### WHAT THE EXERCISE ASKS
Where the string "target" shows up in a line of the records, copy that line.

### Saved entries
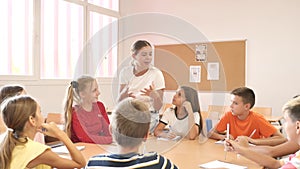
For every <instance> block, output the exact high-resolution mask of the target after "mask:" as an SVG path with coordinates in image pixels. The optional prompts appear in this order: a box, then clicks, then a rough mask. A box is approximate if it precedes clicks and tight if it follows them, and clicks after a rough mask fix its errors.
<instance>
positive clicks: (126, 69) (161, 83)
mask: <svg viewBox="0 0 300 169" xmlns="http://www.w3.org/2000/svg"><path fill="white" fill-rule="evenodd" d="M119 83H120V84H126V85H128V87H129V89H128V92H132V93H133V94H134V95H135V96H138V95H140V90H142V89H144V88H149V86H150V85H152V84H153V85H154V90H160V89H164V88H165V80H164V76H163V74H162V72H161V71H160V70H159V69H157V68H156V67H153V66H151V67H150V68H149V70H148V71H147V72H146V73H145V74H144V75H142V76H135V75H134V74H133V66H128V67H125V68H123V69H122V70H121V72H120V77H119Z"/></svg>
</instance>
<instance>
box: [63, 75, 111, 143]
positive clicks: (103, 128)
mask: <svg viewBox="0 0 300 169" xmlns="http://www.w3.org/2000/svg"><path fill="white" fill-rule="evenodd" d="M99 95H100V92H99V89H98V83H97V81H96V79H95V78H93V77H90V76H86V75H83V76H81V77H79V78H78V79H77V80H76V81H72V82H71V84H70V86H69V87H68V92H67V99H66V103H65V121H66V133H67V134H68V136H69V137H70V138H71V140H72V141H73V142H86V143H96V144H110V143H111V142H112V136H111V134H110V132H109V129H108V128H109V127H108V126H109V119H108V116H107V113H106V110H105V107H104V105H103V103H102V102H100V101H98V96H99ZM74 102H75V104H73V103H74Z"/></svg>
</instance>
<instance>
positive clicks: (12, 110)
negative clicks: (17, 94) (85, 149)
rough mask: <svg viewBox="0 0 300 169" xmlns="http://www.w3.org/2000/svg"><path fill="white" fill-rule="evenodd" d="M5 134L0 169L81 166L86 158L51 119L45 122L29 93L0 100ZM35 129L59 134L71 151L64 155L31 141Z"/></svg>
mask: <svg viewBox="0 0 300 169" xmlns="http://www.w3.org/2000/svg"><path fill="white" fill-rule="evenodd" d="M1 113H2V115H3V120H4V122H5V124H6V126H7V127H8V134H7V136H6V137H5V139H4V141H3V143H2V144H1V146H0V161H1V163H0V168H1V169H23V168H35V169H42V168H43V169H48V168H49V169H50V168H52V167H55V168H80V167H83V166H85V164H86V162H85V159H84V157H83V156H82V154H81V152H80V151H79V150H77V148H76V147H75V145H73V143H72V142H71V140H70V139H69V138H68V136H67V135H66V134H65V132H63V131H62V130H60V129H59V128H58V127H57V126H56V125H55V124H54V123H50V124H46V123H43V122H44V118H43V116H42V113H41V109H40V106H39V104H38V103H37V102H36V101H35V100H34V99H33V98H32V97H30V96H15V97H12V98H9V99H7V100H5V101H4V103H2V104H1ZM37 132H42V133H43V134H46V135H49V136H52V137H55V138H58V139H59V140H60V141H62V142H63V143H64V144H65V145H66V147H67V148H68V150H69V152H70V156H71V159H67V158H63V157H60V156H58V154H56V153H54V152H53V151H51V149H50V147H48V146H46V145H44V144H41V143H38V142H35V141H33V138H34V136H35V134H36V133H37Z"/></svg>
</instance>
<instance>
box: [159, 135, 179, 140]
mask: <svg viewBox="0 0 300 169" xmlns="http://www.w3.org/2000/svg"><path fill="white" fill-rule="evenodd" d="M180 139H181V136H176V137H175V138H173V139H168V138H164V137H157V140H162V141H170V140H172V141H178V140H180Z"/></svg>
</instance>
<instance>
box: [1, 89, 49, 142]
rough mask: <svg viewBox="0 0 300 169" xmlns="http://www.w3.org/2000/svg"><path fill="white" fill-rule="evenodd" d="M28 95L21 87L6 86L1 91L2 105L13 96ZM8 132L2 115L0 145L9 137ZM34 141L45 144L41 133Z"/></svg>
mask: <svg viewBox="0 0 300 169" xmlns="http://www.w3.org/2000/svg"><path fill="white" fill-rule="evenodd" d="M23 94H26V90H25V88H24V87H23V86H21V85H5V86H2V88H1V89H0V104H1V103H2V102H3V101H4V100H5V99H8V98H10V97H13V96H18V95H23ZM7 133H8V130H7V127H6V125H5V124H4V122H3V120H2V116H1V114H0V143H1V142H2V141H3V140H4V137H5V136H6V135H7ZM34 141H37V142H40V143H42V144H45V139H44V135H43V134H42V133H40V132H37V133H36V135H35V137H34Z"/></svg>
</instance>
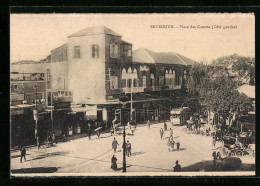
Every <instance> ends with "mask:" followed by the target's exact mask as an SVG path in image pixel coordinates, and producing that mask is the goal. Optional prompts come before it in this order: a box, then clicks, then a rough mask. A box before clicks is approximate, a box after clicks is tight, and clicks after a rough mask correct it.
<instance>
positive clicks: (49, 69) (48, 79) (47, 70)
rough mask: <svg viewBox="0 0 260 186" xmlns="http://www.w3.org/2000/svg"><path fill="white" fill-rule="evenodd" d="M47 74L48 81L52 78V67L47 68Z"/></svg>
mask: <svg viewBox="0 0 260 186" xmlns="http://www.w3.org/2000/svg"><path fill="white" fill-rule="evenodd" d="M46 76H47V81H50V80H51V71H50V69H47V70H46Z"/></svg>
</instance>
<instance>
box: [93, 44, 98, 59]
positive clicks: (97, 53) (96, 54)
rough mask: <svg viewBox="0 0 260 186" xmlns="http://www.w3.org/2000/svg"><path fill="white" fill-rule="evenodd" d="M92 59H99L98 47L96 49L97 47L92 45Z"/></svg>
mask: <svg viewBox="0 0 260 186" xmlns="http://www.w3.org/2000/svg"><path fill="white" fill-rule="evenodd" d="M92 58H99V47H98V45H92Z"/></svg>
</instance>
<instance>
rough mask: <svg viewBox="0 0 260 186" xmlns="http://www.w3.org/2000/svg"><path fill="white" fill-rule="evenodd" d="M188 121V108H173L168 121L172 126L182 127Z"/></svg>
mask: <svg viewBox="0 0 260 186" xmlns="http://www.w3.org/2000/svg"><path fill="white" fill-rule="evenodd" d="M189 119H190V108H189V107H183V108H174V109H172V110H171V113H170V121H171V124H172V125H184V123H185V122H186V121H187V120H189Z"/></svg>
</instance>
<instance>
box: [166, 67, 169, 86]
mask: <svg viewBox="0 0 260 186" xmlns="http://www.w3.org/2000/svg"><path fill="white" fill-rule="evenodd" d="M165 85H170V76H169V72H168V70H166V71H165Z"/></svg>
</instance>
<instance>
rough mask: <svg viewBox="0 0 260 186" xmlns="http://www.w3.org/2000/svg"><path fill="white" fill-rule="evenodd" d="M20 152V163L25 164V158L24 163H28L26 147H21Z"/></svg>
mask: <svg viewBox="0 0 260 186" xmlns="http://www.w3.org/2000/svg"><path fill="white" fill-rule="evenodd" d="M20 151H21V159H20V163H22V162H23V158H24V161H26V157H25V156H26V149H25V147H24V146H21V147H20Z"/></svg>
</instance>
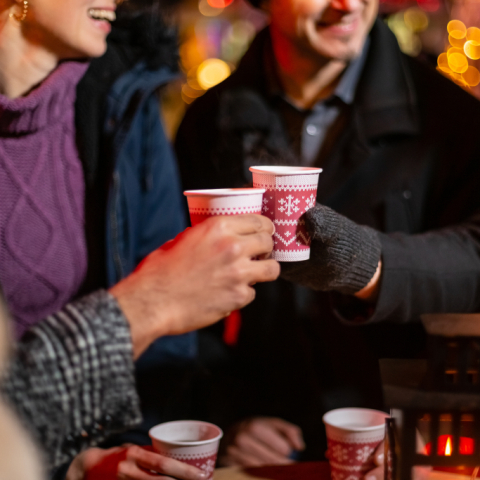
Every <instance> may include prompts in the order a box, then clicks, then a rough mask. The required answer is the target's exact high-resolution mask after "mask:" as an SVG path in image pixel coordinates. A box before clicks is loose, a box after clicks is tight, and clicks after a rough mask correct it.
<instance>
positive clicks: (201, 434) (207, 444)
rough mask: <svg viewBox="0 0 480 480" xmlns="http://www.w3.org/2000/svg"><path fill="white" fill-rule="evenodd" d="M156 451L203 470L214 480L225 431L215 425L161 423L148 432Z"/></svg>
mask: <svg viewBox="0 0 480 480" xmlns="http://www.w3.org/2000/svg"><path fill="white" fill-rule="evenodd" d="M148 434H149V436H150V438H151V439H152V445H153V449H154V450H155V451H156V452H157V453H159V454H160V455H163V456H165V457H170V458H173V459H175V460H179V461H181V462H184V463H188V465H193V466H194V467H197V468H199V469H200V470H203V471H204V472H205V473H206V474H207V480H211V479H212V478H213V470H214V469H215V463H216V461H217V452H218V445H219V443H220V439H221V438H222V436H223V432H222V430H221V429H220V428H219V427H217V426H216V425H213V423H207V422H200V421H197V420H179V421H175V422H167V423H161V424H160V425H157V426H155V427H153V428H151V429H150V431H149V432H148Z"/></svg>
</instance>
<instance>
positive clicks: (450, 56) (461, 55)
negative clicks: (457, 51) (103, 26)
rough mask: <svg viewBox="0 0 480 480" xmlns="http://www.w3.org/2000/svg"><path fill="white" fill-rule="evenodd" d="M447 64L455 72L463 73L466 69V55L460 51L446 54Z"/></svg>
mask: <svg viewBox="0 0 480 480" xmlns="http://www.w3.org/2000/svg"><path fill="white" fill-rule="evenodd" d="M448 66H449V67H450V69H451V70H452V71H453V72H455V73H463V72H466V71H467V68H468V60H467V57H466V56H465V55H463V54H461V53H452V54H451V55H449V56H448Z"/></svg>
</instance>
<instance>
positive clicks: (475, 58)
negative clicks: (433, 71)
mask: <svg viewBox="0 0 480 480" xmlns="http://www.w3.org/2000/svg"><path fill="white" fill-rule="evenodd" d="M447 31H448V42H449V45H450V46H449V47H448V48H447V51H446V52H444V53H441V54H440V55H439V56H438V59H437V69H438V70H439V71H440V72H442V73H443V74H444V75H446V76H447V77H448V78H450V79H451V80H453V81H454V82H455V83H456V84H458V85H460V86H461V87H463V88H469V87H476V86H477V85H478V84H479V83H480V72H479V71H478V69H477V68H476V67H474V66H473V65H469V63H468V60H469V59H470V60H478V59H479V58H480V29H478V28H477V27H470V28H468V29H467V27H466V26H465V24H464V23H463V22H461V21H460V20H451V21H450V22H449V23H448V25H447Z"/></svg>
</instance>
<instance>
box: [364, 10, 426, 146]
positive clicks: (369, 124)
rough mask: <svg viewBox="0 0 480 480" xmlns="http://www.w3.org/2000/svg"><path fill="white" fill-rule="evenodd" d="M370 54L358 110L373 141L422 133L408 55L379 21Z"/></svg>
mask: <svg viewBox="0 0 480 480" xmlns="http://www.w3.org/2000/svg"><path fill="white" fill-rule="evenodd" d="M370 39H371V43H370V51H369V55H368V57H367V61H366V64H365V68H364V70H363V73H362V76H361V78H360V82H359V85H358V88H357V94H356V101H355V106H356V108H355V111H356V115H357V119H358V120H359V121H360V125H359V128H360V129H362V130H363V133H364V135H365V137H366V138H367V139H369V140H372V139H375V138H379V137H382V136H387V135H392V134H416V133H418V132H419V113H418V109H417V98H416V93H415V89H414V86H413V81H412V78H411V76H410V73H409V70H408V68H406V65H405V62H406V59H405V56H404V55H403V54H402V53H401V52H400V49H399V48H398V44H397V40H396V38H395V36H394V35H393V33H392V32H391V31H390V30H389V29H388V27H387V26H386V25H385V24H384V23H383V22H382V21H381V20H378V19H377V21H376V22H375V24H374V25H373V28H372V30H371V32H370Z"/></svg>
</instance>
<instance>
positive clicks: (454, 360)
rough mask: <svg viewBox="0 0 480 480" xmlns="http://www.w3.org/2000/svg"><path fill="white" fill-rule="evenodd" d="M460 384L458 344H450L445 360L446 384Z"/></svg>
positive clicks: (448, 348) (445, 379) (445, 374)
mask: <svg viewBox="0 0 480 480" xmlns="http://www.w3.org/2000/svg"><path fill="white" fill-rule="evenodd" d="M457 383H458V343H457V342H448V343H447V352H446V358H445V384H446V385H456V384H457Z"/></svg>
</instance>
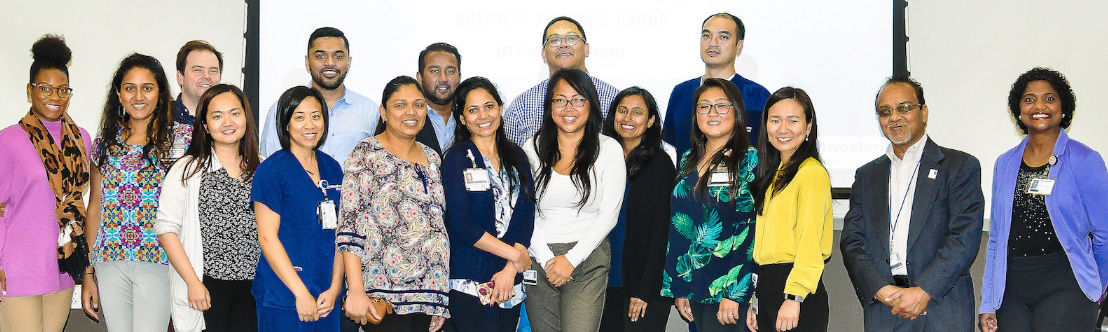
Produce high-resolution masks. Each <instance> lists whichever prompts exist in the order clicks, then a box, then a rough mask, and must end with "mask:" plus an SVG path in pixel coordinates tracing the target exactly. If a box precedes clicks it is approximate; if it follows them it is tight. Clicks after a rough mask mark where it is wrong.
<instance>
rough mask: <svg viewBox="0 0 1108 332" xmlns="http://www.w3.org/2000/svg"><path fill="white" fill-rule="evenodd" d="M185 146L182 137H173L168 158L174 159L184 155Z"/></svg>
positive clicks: (182, 156)
mask: <svg viewBox="0 0 1108 332" xmlns="http://www.w3.org/2000/svg"><path fill="white" fill-rule="evenodd" d="M186 147H187V146H185V139H184V138H174V139H173V146H171V147H170V159H171V160H176V159H179V158H181V157H184V156H185V148H186Z"/></svg>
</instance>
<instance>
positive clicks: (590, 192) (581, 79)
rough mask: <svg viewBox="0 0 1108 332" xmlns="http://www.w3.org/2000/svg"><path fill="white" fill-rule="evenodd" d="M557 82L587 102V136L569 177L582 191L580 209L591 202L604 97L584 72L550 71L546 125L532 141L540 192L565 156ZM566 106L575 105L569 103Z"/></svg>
mask: <svg viewBox="0 0 1108 332" xmlns="http://www.w3.org/2000/svg"><path fill="white" fill-rule="evenodd" d="M558 82H565V83H566V84H568V85H570V87H573V90H574V91H576V92H577V93H578V94H581V95H583V96H585V100H587V101H588V104H587V106H588V120H586V122H585V127H584V128H583V129H584V131H585V133H584V135H583V136H584V137H582V139H581V144H579V145H577V155H575V156H573V160H574V162H573V168H571V169H570V177H571V179H573V185H574V186H575V187H577V193H581V200H579V201H577V204H576V207H577V208H581V207H582V206H584V205H585V203H587V201H588V198H589V196H591V195H589V193H591V191H592V189H593V180H592V178H591V177H589V175H588V172H589V170H592V169H593V164H595V163H596V157H597V156H598V155H599V153H601V125H602V123H603V122H604V115H602V114H601V97H599V96H598V95H597V94H596V86H595V85H593V79H592V77H589V76H588V74H586V73H585V72H583V71H581V70H577V69H561V70H557V71H555V72H554V74H551V79H550V80H548V81H547V85H546V97H545V98H543V124H542V126H540V127H538V133H536V134H535V138H534V142H533V143H532V145H533V147H534V148H535V153H536V154H537V155H538V175H536V176H535V189H536V190H537V191H538V193H545V191H546V185H547V184H548V183H550V180H551V173H553V172H554V164H557V162H558V160H560V159H562V157H568V156H563V155H562V152H561V151H560V149H558V144H557V135H558V134H557V131H558V128H557V125H556V124H554V101H553V100H554V86H555V85H557V83H558ZM566 107H573V106H572V105H566Z"/></svg>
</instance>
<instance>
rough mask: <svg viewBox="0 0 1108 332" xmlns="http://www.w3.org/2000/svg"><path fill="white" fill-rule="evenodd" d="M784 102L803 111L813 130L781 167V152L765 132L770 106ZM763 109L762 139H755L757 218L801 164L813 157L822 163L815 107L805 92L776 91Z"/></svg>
mask: <svg viewBox="0 0 1108 332" xmlns="http://www.w3.org/2000/svg"><path fill="white" fill-rule="evenodd" d="M786 100H793V101H796V102H797V103H798V104H800V106H801V107H803V108H804V123H806V124H809V125H811V126H812V131H811V132H809V133H808V136H807V137H806V138H804V141H803V142H801V143H800V146H798V147H797V152H794V153H792V156H791V157H789V162H788V163H786V164H784V165H780V164H781V152H780V151H778V149H777V148H774V147H773V146H772V145H770V143H769V131H767V129H766V123H767V122H769V108H770V107H773V105H776V104H777V103H778V102H781V101H786ZM765 110H766V112H762V118H761V122H762V123H761V137H758V170H757V174H758V175H757V176H756V177H755V186H753V187H755V193H753V196H755V211H757V212H758V214H759V215H760V214H761V212H762V207H763V206H765V204H766V199H768V198H769V197H773V196H777V194H778V193H781V190H784V187H787V186H789V183H791V181H792V178H794V177H796V176H797V172H798V170H800V164H802V163H804V160H807V159H808V158H814V159H815V160H817V162H820V163H822V162H823V159H821V158H820V151H819V149H818V148H817V147H818V144H817V138H818V137H819V135H818V133H819V125H817V122H815V107H814V106H813V105H812V98H811V97H809V96H808V93H807V92H804V91H803V90H801V89H799V87H792V86H786V87H781V89H778V90H777V91H776V92H773V94H772V95H770V96H769V100H768V101H767V102H766V108H765ZM793 139H797V138H793ZM778 165H780V168H778ZM774 176H777V180H776V181H774V180H773V177H774ZM770 187H772V188H773V193H769V194H768V196H769V197H767V193H766V190H769V188H770Z"/></svg>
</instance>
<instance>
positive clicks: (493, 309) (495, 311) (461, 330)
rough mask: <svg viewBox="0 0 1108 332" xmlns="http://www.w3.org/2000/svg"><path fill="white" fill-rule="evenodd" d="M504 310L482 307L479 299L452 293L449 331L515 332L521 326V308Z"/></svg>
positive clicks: (463, 295)
mask: <svg viewBox="0 0 1108 332" xmlns="http://www.w3.org/2000/svg"><path fill="white" fill-rule="evenodd" d="M522 305H523V303H520V304H519V305H515V307H514V308H512V309H502V308H500V307H489V305H482V304H481V300H480V299H478V297H474V295H470V294H466V293H463V292H459V291H453V290H452V291H450V319H449V320H447V324H445V325H447V326H448V328H449V329H448V330H449V331H458V332H515V326H516V325H519V324H520V307H522Z"/></svg>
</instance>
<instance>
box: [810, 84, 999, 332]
mask: <svg viewBox="0 0 1108 332" xmlns="http://www.w3.org/2000/svg"><path fill="white" fill-rule="evenodd" d="M874 106H876V115H878V121H879V122H880V123H881V132H882V133H883V134H884V135H885V138H889V142H890V144H889V148H888V149H886V151H885V155H884V156H880V157H878V158H876V159H873V160H872V162H870V163H868V164H865V165H863V166H862V167H859V168H858V173H855V175H854V185H853V188H852V189H851V193H850V210H849V211H847V216H845V217H844V218H843V227H842V239H841V241H840V243H839V246H840V248H841V249H842V260H843V263H844V264H845V266H847V273H848V274H849V276H850V281H851V282H852V283H853V284H854V292H855V293H856V294H858V299H859V301H860V302H861V304H862V310H863V318H864V321H865V324H864V329H865V331H944V332H945V331H964V332H972V331H974V330H975V329H974V323H976V322H977V318H976V315H974V309H975V308H976V307H974V303H976V302H975V300H974V290H973V282H972V280H970V279H971V278H970V267H971V266H973V261H974V259H976V257H977V248H978V246H979V245H981V234H982V225H983V224H984V219H985V197H984V195H983V194H982V190H981V163H978V162H977V158H975V157H974V156H971V155H968V154H966V153H964V152H960V151H956V149H951V148H946V147H942V146H938V145H937V144H935V142H933V141H931V138H930V137H927V134H926V128H927V113H929V111H927V102H926V101H925V100H924V97H923V87H922V86H920V83H919V82H916V81H915V80H912V79H911V77H907V76H905V75H899V76H893V77H891V79H889V80H888V81H885V84H884V85H882V86H881V90H880V91H879V92H878V98H876V102H875V103H874ZM801 310H803V305H801Z"/></svg>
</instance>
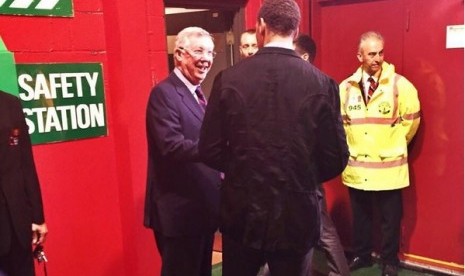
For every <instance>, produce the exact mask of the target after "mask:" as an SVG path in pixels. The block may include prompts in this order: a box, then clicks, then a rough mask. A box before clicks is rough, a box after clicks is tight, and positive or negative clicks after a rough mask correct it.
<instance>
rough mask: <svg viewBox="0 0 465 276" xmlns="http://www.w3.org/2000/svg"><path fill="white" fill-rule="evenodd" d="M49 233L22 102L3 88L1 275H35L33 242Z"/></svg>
mask: <svg viewBox="0 0 465 276" xmlns="http://www.w3.org/2000/svg"><path fill="white" fill-rule="evenodd" d="M47 233H48V229H47V225H46V224H45V219H44V210H43V204H42V195H41V192H40V185H39V179H38V177H37V172H36V167H35V164H34V157H33V154H32V146H31V139H30V137H29V133H28V127H27V125H26V121H25V118H24V113H23V109H22V107H21V102H20V100H19V99H18V98H17V97H15V96H13V95H10V94H7V93H5V92H3V91H0V275H2V276H3V275H14V276H32V275H34V262H33V256H32V248H31V245H40V244H42V243H44V242H45V237H46V235H47Z"/></svg>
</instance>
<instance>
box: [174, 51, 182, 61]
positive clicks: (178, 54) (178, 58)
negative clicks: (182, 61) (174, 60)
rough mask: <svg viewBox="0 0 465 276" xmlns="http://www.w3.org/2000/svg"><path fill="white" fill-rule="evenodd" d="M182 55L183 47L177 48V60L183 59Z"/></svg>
mask: <svg viewBox="0 0 465 276" xmlns="http://www.w3.org/2000/svg"><path fill="white" fill-rule="evenodd" d="M181 55H182V51H181V49H176V50H175V51H174V58H175V59H176V60H177V61H180V60H182V56H181Z"/></svg>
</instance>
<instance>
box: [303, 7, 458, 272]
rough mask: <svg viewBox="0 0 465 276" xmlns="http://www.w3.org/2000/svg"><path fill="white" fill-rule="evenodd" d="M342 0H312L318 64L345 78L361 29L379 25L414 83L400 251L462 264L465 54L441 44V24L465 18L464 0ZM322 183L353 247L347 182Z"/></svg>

### YOUR RESPONSE
For every <instance> block, output the exact high-resolution mask of the target after "mask:" as an SVG path with coordinates in image pixels. The optional prompts appear in this order: a box, then clicks, then a rough mask. A box is approximate if it precedes clicks and tight if it follows them, and clicks after a rough mask fix its errors.
Every <instance> ends with "mask:" followed by the target's exact mask as an SVG path in image pixel coordinates, and producing that mask is the goal. Optional prompts come before it in this order: a box, then clicks, then a rough mask. A box before clicks is approximate, a box after clicks is tight, and clicks after a rough mask correct it.
Every <instance> may include prompts in the order a box, then clicks, then a rough mask. The required answer is the target's exact high-resolution mask after "mask:" as an SVG path in image pixel coordinates. A box before clicks is loose, a box after clicks is tight, and clicks after a rough mask correct it.
Produce high-resolution masks. Each <instance> lists whichever prompts exist in the order clicks, then a box, then a rough mask, and must end with "mask:" plus an SVG path in pixel coordinates tracing the target exactly. If a box precedes clicks it is approximate; if it follows them it is tight. Clicks after a rough mask mark where it is wrong.
For every <instance>, produce the exact mask of the target after "mask:" as an SVG path in pixels. The block may include prompts in this order: a box, then clicks, then a rough mask. A box before clicks is rough, a box after clicks is tight, and positive or negative clicks after a rough mask correct it.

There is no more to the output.